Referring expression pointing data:
- Opening Delimiter -

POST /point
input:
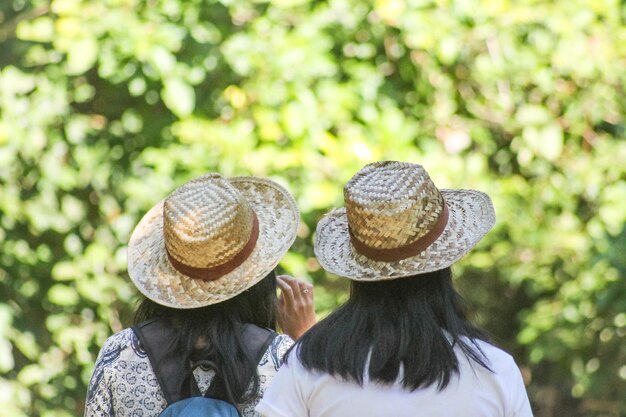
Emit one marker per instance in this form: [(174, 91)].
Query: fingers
[(294, 291), (296, 312)]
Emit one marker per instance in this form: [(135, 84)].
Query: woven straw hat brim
[(471, 216), (154, 276)]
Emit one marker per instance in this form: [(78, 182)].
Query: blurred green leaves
[(106, 107)]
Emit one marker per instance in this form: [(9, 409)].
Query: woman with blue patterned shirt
[(204, 259)]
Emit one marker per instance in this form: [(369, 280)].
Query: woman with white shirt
[(401, 345)]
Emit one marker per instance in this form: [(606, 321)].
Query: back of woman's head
[(408, 323), (214, 332)]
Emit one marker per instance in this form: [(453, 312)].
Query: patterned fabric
[(123, 383)]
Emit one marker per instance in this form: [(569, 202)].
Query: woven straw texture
[(211, 215), (391, 204)]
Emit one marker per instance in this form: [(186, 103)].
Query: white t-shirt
[(297, 392)]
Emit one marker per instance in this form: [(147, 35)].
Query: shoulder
[(273, 356), (120, 348), (501, 362), (118, 343)]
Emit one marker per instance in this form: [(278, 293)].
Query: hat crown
[(391, 204), (206, 222)]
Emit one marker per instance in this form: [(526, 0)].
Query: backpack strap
[(172, 368)]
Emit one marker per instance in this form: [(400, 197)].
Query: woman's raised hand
[(296, 306)]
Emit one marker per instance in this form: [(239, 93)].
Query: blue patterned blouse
[(123, 383)]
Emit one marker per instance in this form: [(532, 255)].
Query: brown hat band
[(403, 252), (213, 273)]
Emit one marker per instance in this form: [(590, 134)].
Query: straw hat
[(396, 223), (211, 239)]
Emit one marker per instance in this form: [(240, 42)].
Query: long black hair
[(410, 323), (214, 333)]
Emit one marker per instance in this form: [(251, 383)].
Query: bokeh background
[(106, 106)]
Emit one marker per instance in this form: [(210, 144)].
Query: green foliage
[(106, 106)]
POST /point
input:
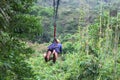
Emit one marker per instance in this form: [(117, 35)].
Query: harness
[(55, 7)]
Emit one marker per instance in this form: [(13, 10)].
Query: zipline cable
[(55, 7)]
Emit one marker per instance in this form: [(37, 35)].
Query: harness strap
[(55, 5)]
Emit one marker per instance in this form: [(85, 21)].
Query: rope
[(55, 6)]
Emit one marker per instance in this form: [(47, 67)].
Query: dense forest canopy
[(89, 31)]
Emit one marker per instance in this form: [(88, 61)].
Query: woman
[(55, 48)]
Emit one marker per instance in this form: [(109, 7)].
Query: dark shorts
[(52, 51)]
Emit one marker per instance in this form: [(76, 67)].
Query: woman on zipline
[(55, 48)]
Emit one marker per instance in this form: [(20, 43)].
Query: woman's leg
[(55, 56)]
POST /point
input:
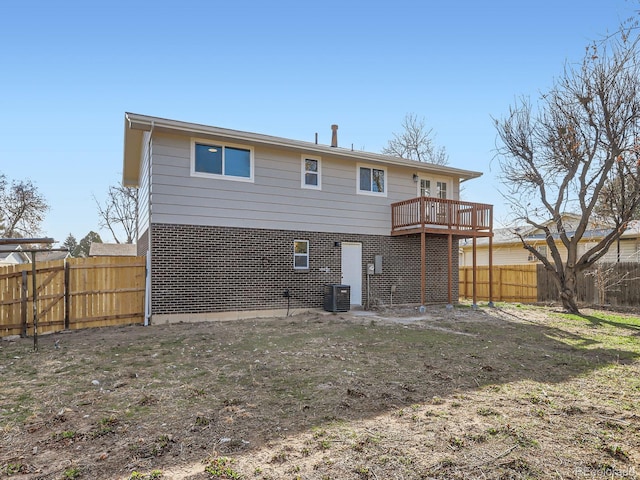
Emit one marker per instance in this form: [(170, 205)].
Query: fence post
[(24, 298), (66, 294)]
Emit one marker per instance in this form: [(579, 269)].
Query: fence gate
[(72, 294)]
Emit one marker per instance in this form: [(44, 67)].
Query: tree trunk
[(568, 290)]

- Closing Delimiter -

Would you please print the entries once more, word for word, minus the pictures?

POST /point
input:
Emit one marker per instance in this form: [(174, 91)].
Query: fingers
[(294, 291), (296, 312)]
Emit one marker per instance in this form: [(135, 84)].
Query: woven straw hat brim
[(471, 216), (154, 276)]
Emit one marker per instance in this form: [(78, 182)].
Query: blurred green leaves
[(106, 107)]
Emit one marker per instance in this form: [(9, 409)].
Query: woman with blue patterned shirt
[(204, 259)]
Emit one marker per instance in this form: [(369, 280)].
Query: woman with white shirt
[(401, 345)]
Emit one marker per instance in this form: [(606, 321)].
Query: back of woman's head
[(408, 323), (214, 332)]
Emit one marker per instance in this form: [(453, 312)].
Query: patterned fabric
[(123, 383)]
Emit one marker per instance in this form: [(569, 202)].
Query: woven straw texture
[(211, 215), (391, 204)]
Emit one marker per instance in this form: [(186, 103)].
Query: white t-shirt
[(297, 392)]
Emit one marker per instance in this form: [(147, 35)].
Query: shoulder
[(273, 356), (120, 348), (501, 362), (118, 343)]
Emit one marker per instance in this form: [(278, 293)].
Query: hat crown
[(391, 204), (206, 222)]
Emit one marker per instance in this form: [(526, 0)].
Query: backpack strap
[(172, 368)]
Emit one marker per instance in this form: [(400, 197)].
Query: woman's raised hand
[(296, 306)]
Emit one marker per instance in this form: [(239, 93)].
Query: blue patterned blouse
[(123, 383)]
Emit one marker per instance in this form: [(532, 255)].
Query: brown hat band
[(403, 252), (213, 273)]
Emit one marker per instance in this form: [(590, 134)].
Query: straw hat
[(396, 223), (211, 239)]
Emit one marker per instance in this form: [(240, 42)].
Query: long black hair
[(410, 323), (214, 333)]
Emit one marker per instance in this form: [(251, 383)].
Query: bokeh background
[(106, 106)]
Emit one marker per instance in this form: [(210, 144)].
Query: green foliage
[(106, 106)]
POST /point
input:
Emit one marker per instance in this form: [(117, 35)].
Query: harness
[(55, 7)]
Emit one marker per instance in this form: [(13, 10)].
Query: zipline cable
[(55, 7)]
Emit one marker per instance in this form: [(37, 35)].
Query: harness strap
[(55, 5)]
Emit one marker per instance in this form: [(85, 21)].
Query: rope
[(55, 6)]
Emit one marker per instance in this form: [(47, 67)].
Query: dense forest canopy
[(89, 31)]
Emit one marker per instance in this form: [(88, 61)].
Query: woman
[(55, 48)]
Emit one marker per instance in this form: [(109, 7)].
Query: dark shorts
[(52, 51)]
Emit one marker per instance in this form: [(76, 67)].
Query: woman on zipline
[(55, 48)]
Emit one marker per instance in this form: [(20, 43)].
Query: woman's leg
[(55, 56)]
POST /point
input:
Emit one marker per instance in this form: [(170, 205)].
Query: fence post
[(24, 298), (66, 294)]
Emit one marker per instance in this form: [(579, 269)].
Query: fence gate
[(72, 294)]
Emit one marker per instance in this form: [(44, 67)].
Query: tree trunk
[(568, 290)]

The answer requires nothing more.